**To do**
Reproduce every row below word for word, without changing anything.

**Provided records**
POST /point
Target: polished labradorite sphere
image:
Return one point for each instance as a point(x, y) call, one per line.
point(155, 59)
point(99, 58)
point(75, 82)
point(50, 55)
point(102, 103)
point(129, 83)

**Solution**
POST /point
Target: polished labradorite sphere
image:
Return one point for each instance as a point(x, y) call, one per line.
point(155, 59)
point(99, 58)
point(75, 82)
point(50, 55)
point(102, 103)
point(129, 83)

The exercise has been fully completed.